§ DATA SUPPLIED
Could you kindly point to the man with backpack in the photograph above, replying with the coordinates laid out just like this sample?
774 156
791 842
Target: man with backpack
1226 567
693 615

§ EXERCISE DIRECTIONS
In the lines above, change every "backpack" to "rucksack" and leave everything else as it is.

§ SOLVED PROBLEM
Could you kindly point to the man with rucksack in the photograph above, replying with the coordinates laid out just like this sample?
774 156
791 842
Target: man with rucksack
1226 567
693 615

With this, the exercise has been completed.